Spatial localization data:
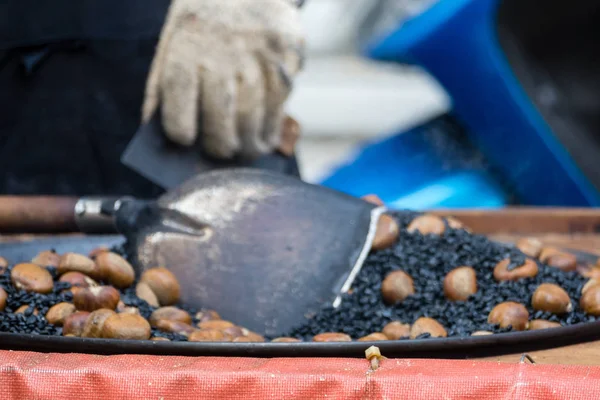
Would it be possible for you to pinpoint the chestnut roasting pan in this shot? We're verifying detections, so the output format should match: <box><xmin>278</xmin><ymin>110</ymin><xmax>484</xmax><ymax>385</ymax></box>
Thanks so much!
<box><xmin>0</xmin><ymin>208</ymin><xmax>599</xmax><ymax>359</ymax></box>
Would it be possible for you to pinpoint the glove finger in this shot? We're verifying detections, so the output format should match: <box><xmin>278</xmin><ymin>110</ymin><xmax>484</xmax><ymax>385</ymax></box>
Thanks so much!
<box><xmin>142</xmin><ymin>56</ymin><xmax>161</xmax><ymax>124</ymax></box>
<box><xmin>141</xmin><ymin>2</ymin><xmax>179</xmax><ymax>123</ymax></box>
<box><xmin>236</xmin><ymin>56</ymin><xmax>269</xmax><ymax>159</ymax></box>
<box><xmin>200</xmin><ymin>68</ymin><xmax>240</xmax><ymax>159</ymax></box>
<box><xmin>160</xmin><ymin>57</ymin><xmax>200</xmax><ymax>147</ymax></box>
<box><xmin>260</xmin><ymin>60</ymin><xmax>290</xmax><ymax>149</ymax></box>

== WHAT YOU HAVE TO DO ==
Return the data above in its exact wording, with none of the pictures.

== PROBLEM SOLUTION ==
Would it be possible for you to pinpoint the chestnut roasting pan in this shot? We're verifying detections, so the output format should match: <box><xmin>278</xmin><ymin>110</ymin><xmax>484</xmax><ymax>385</ymax></box>
Thanks so much!
<box><xmin>0</xmin><ymin>208</ymin><xmax>599</xmax><ymax>359</ymax></box>
Would it be possible for you to pinpoint the glove finger in this shot? We're verifying detections, so the output format should match: <box><xmin>278</xmin><ymin>110</ymin><xmax>484</xmax><ymax>385</ymax></box>
Thanks so much!
<box><xmin>142</xmin><ymin>56</ymin><xmax>161</xmax><ymax>124</ymax></box>
<box><xmin>141</xmin><ymin>2</ymin><xmax>179</xmax><ymax>123</ymax></box>
<box><xmin>236</xmin><ymin>56</ymin><xmax>269</xmax><ymax>159</ymax></box>
<box><xmin>200</xmin><ymin>68</ymin><xmax>240</xmax><ymax>159</ymax></box>
<box><xmin>160</xmin><ymin>57</ymin><xmax>200</xmax><ymax>147</ymax></box>
<box><xmin>260</xmin><ymin>60</ymin><xmax>290</xmax><ymax>149</ymax></box>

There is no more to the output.